[Point placement records]
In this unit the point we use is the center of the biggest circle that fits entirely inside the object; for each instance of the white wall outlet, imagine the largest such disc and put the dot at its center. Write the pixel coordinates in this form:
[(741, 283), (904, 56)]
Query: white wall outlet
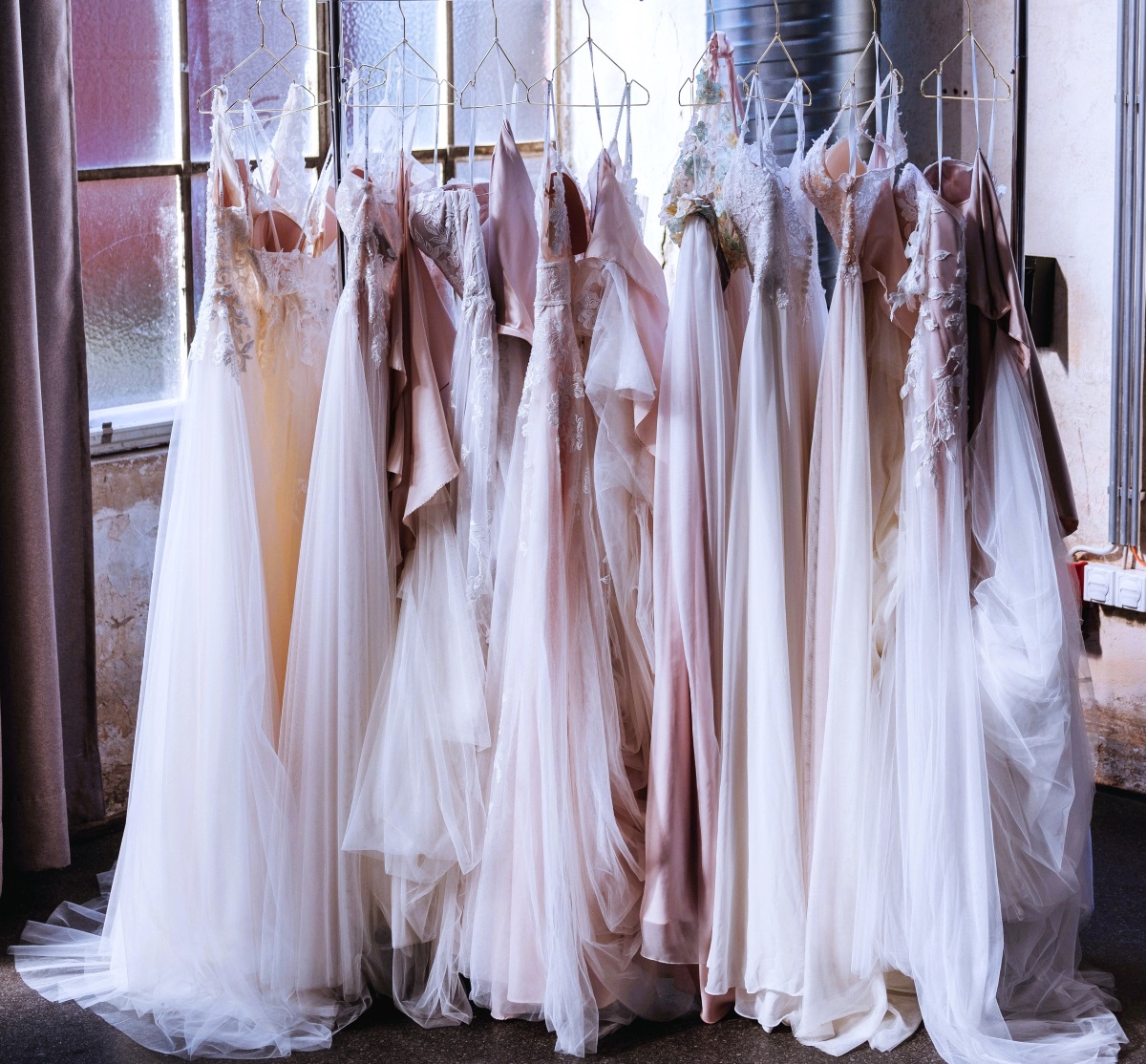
[(1098, 583), (1130, 589)]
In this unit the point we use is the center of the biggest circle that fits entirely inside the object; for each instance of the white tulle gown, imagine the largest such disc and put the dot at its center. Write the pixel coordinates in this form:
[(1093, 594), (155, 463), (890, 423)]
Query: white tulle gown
[(555, 915), (694, 434), (178, 960), (343, 633), (853, 994), (991, 747), (419, 801), (757, 940)]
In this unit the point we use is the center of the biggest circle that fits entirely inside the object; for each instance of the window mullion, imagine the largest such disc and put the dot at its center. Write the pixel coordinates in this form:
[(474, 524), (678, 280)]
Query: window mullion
[(184, 177)]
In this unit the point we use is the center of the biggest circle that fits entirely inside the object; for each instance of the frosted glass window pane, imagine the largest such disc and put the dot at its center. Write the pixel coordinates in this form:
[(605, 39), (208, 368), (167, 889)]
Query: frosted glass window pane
[(371, 29), (123, 56), (525, 32), (222, 32), (130, 251), (200, 230)]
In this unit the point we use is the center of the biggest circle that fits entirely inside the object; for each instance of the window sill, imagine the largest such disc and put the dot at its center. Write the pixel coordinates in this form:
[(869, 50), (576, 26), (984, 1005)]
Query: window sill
[(138, 427)]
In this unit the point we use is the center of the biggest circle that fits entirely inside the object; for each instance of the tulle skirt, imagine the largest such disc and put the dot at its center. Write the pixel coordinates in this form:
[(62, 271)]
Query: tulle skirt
[(342, 642), (759, 911), (694, 435), (176, 962), (554, 925), (852, 995), (418, 798)]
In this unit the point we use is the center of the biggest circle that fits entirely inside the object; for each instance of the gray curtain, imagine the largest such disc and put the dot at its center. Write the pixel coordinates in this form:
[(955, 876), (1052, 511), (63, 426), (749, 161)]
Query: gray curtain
[(50, 756)]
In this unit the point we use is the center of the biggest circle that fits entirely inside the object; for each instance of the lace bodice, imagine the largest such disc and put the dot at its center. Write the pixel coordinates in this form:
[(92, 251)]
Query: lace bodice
[(697, 186), (446, 223), (775, 222), (232, 279), (372, 224), (937, 286), (555, 366), (846, 203)]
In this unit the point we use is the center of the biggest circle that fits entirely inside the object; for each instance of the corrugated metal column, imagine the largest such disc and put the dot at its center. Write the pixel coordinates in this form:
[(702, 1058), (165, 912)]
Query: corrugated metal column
[(1129, 326)]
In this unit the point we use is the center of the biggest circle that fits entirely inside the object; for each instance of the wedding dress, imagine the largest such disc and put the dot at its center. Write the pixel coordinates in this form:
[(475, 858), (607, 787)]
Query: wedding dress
[(344, 615), (759, 909), (418, 800), (555, 913), (998, 977), (625, 309), (177, 960), (694, 430), (852, 994)]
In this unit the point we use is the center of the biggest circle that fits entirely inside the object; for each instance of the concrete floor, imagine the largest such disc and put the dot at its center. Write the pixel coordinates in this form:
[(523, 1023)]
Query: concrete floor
[(32, 1029)]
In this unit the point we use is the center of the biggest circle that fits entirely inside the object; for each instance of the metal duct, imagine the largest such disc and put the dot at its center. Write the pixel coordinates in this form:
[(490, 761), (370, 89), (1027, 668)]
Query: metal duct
[(1129, 328), (825, 38)]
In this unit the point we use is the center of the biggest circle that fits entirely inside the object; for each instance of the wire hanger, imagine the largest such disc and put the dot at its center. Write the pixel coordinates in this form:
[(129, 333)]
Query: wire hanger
[(938, 73), (595, 51), (275, 61), (381, 68), (296, 46), (754, 72), (473, 84), (851, 84)]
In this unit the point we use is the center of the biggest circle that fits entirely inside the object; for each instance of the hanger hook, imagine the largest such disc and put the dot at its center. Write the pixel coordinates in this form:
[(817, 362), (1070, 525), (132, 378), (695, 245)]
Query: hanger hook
[(293, 29)]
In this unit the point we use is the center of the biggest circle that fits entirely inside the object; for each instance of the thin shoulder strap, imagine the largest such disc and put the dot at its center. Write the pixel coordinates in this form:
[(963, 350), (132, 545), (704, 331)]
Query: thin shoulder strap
[(797, 113), (939, 125), (626, 112)]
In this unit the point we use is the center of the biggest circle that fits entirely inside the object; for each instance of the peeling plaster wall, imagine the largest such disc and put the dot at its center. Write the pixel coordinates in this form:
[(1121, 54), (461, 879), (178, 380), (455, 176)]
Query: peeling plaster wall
[(1071, 155), (125, 502)]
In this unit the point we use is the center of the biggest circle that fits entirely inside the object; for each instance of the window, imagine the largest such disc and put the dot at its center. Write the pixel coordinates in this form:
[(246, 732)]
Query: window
[(143, 147)]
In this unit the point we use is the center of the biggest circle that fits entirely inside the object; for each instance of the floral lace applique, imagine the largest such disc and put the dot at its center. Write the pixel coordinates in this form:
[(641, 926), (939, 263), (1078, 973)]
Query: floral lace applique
[(697, 186), (939, 394)]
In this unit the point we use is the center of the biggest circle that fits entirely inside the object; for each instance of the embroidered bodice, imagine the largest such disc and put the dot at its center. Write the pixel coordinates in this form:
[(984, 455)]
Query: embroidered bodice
[(446, 223), (555, 365), (847, 202), (697, 186), (935, 285), (775, 221), (370, 216), (232, 278)]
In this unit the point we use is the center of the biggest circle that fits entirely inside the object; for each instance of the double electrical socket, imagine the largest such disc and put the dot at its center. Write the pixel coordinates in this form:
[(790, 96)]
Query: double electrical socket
[(1111, 585)]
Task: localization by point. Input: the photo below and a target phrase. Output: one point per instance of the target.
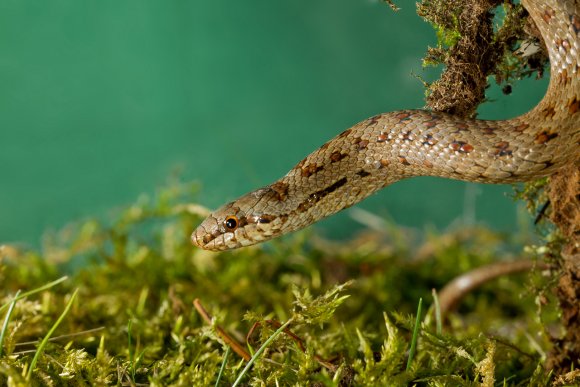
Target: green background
(101, 100)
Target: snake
(389, 147)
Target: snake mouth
(197, 238)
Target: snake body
(393, 146)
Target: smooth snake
(393, 146)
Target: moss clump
(471, 49)
(133, 321)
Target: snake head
(242, 222)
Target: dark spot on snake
(574, 105)
(360, 143)
(488, 131)
(311, 169)
(373, 120)
(547, 15)
(521, 127)
(337, 156)
(363, 173)
(502, 149)
(549, 111)
(318, 195)
(403, 160)
(429, 140)
(345, 133)
(566, 45)
(265, 219)
(575, 22)
(460, 128)
(461, 146)
(281, 190)
(403, 116)
(563, 77)
(545, 136)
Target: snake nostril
(196, 239)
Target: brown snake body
(393, 146)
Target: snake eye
(231, 223)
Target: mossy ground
(133, 322)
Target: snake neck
(393, 146)
(559, 25)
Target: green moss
(351, 306)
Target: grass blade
(44, 341)
(39, 289)
(222, 368)
(259, 352)
(7, 320)
(415, 334)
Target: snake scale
(393, 146)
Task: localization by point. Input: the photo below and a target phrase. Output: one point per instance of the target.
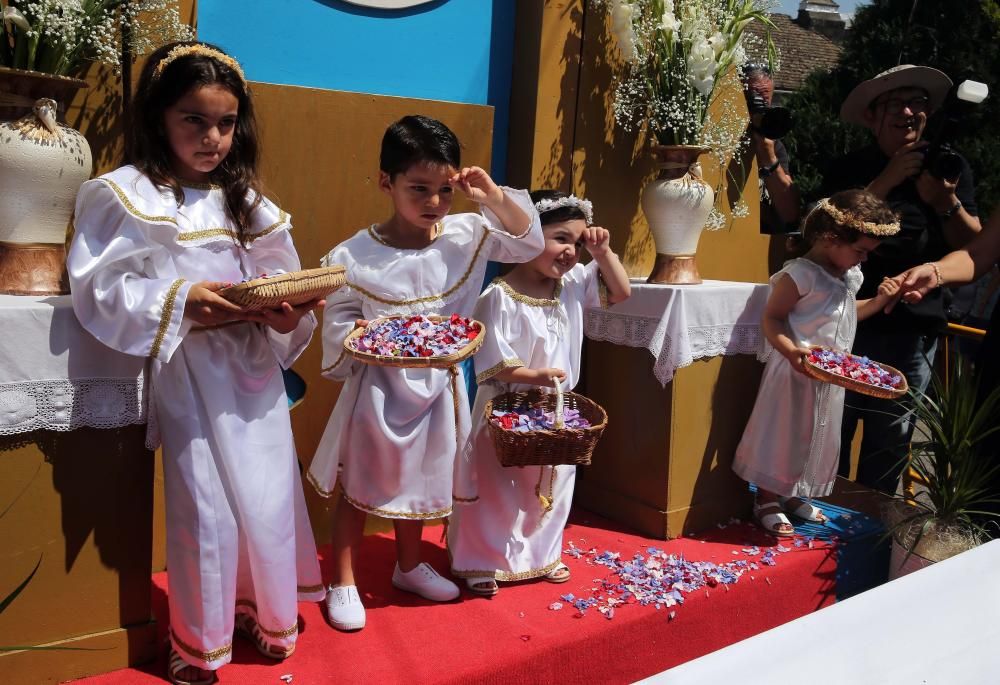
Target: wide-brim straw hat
(935, 82)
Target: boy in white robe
(394, 435)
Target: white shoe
(425, 581)
(344, 609)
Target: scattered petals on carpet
(662, 580)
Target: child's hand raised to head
(597, 240)
(285, 319)
(478, 186)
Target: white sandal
(771, 518)
(175, 664)
(803, 508)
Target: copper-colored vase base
(33, 269)
(674, 270)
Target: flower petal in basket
(438, 362)
(295, 287)
(856, 384)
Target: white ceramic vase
(677, 204)
(42, 165)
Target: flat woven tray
(444, 362)
(857, 386)
(296, 287)
(546, 447)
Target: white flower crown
(585, 206)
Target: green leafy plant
(61, 36)
(956, 475)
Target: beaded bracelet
(937, 274)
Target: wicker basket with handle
(857, 386)
(559, 445)
(295, 287)
(442, 362)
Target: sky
(791, 7)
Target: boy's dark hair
(859, 204)
(147, 146)
(559, 214)
(414, 139)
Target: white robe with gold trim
(238, 535)
(395, 433)
(506, 533)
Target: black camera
(940, 159)
(770, 122)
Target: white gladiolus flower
(12, 15)
(621, 25)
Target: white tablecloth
(936, 626)
(681, 323)
(54, 375)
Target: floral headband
(585, 206)
(847, 219)
(202, 50)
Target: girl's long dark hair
(147, 147)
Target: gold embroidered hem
(322, 492)
(429, 298)
(484, 376)
(530, 301)
(276, 634)
(207, 657)
(509, 577)
(168, 312)
(386, 513)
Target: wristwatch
(948, 213)
(766, 171)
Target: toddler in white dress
(790, 448)
(511, 526)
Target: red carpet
(515, 637)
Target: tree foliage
(959, 37)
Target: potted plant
(675, 57)
(955, 497)
(44, 46)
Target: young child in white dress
(395, 433)
(790, 447)
(154, 242)
(512, 527)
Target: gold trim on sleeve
(530, 301)
(484, 376)
(168, 312)
(207, 657)
(430, 298)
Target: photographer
(779, 202)
(937, 215)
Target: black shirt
(770, 222)
(919, 240)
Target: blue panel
(437, 51)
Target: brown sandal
(248, 627)
(771, 518)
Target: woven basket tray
(855, 385)
(414, 362)
(296, 287)
(546, 447)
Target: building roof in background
(800, 51)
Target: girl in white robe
(791, 445)
(511, 529)
(393, 437)
(145, 262)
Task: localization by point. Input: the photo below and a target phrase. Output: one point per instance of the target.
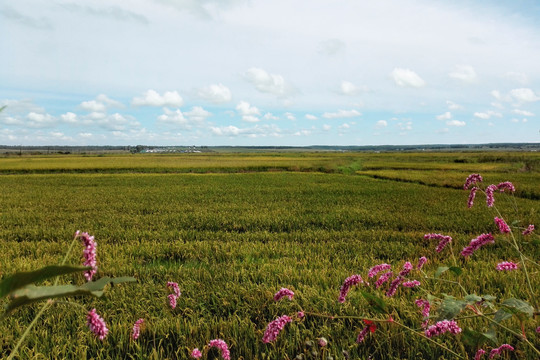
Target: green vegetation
(234, 229)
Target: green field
(232, 229)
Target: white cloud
(341, 114)
(407, 78)
(455, 123)
(381, 124)
(446, 116)
(523, 112)
(215, 93)
(249, 113)
(464, 73)
(153, 98)
(269, 83)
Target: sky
(269, 73)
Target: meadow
(232, 229)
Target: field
(232, 229)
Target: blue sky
(281, 72)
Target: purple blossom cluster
(477, 243)
(283, 292)
(378, 268)
(222, 346)
(503, 227)
(350, 281)
(441, 327)
(96, 324)
(273, 329)
(443, 240)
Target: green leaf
(31, 293)
(375, 302)
(21, 279)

Exercise details> Output each line of the listing above, word for word, from the one holding "Target: potted plant" through the last line, both included; omit the pictures.

Exercise response>
Target: potted plant
(675, 57)
(955, 497)
(44, 46)
Target: young child in white dress
(395, 433)
(790, 447)
(154, 242)
(512, 527)
Target: gold trim on sleeve
(530, 301)
(484, 376)
(168, 312)
(207, 657)
(430, 298)
Target: photographer
(779, 202)
(937, 215)
Target: black shirt
(770, 222)
(919, 240)
Target: blue panel
(437, 51)
Target: brown sandal
(248, 627)
(771, 518)
Target: woven basket tray
(855, 385)
(414, 362)
(296, 287)
(546, 447)
Target: building roof in background
(800, 51)
Target: girl in white robe
(791, 445)
(511, 529)
(393, 437)
(145, 262)
Task: localization by point. Input: the photo below and a target phrase. Output: one point per instance of the target.
Target: green vegetation
(234, 229)
Target: green field
(232, 229)
Target: white cloud
(341, 114)
(407, 78)
(455, 123)
(381, 124)
(446, 116)
(523, 112)
(215, 93)
(249, 113)
(464, 73)
(153, 98)
(269, 83)
Target: sky
(269, 73)
Target: meadow
(232, 229)
Target: field
(232, 229)
Target: blue sky
(281, 72)
Target: purple blossom cluster
(477, 243)
(283, 292)
(378, 268)
(222, 346)
(503, 227)
(350, 281)
(441, 327)
(96, 324)
(273, 329)
(443, 240)
Target: green leaf
(31, 293)
(375, 302)
(21, 279)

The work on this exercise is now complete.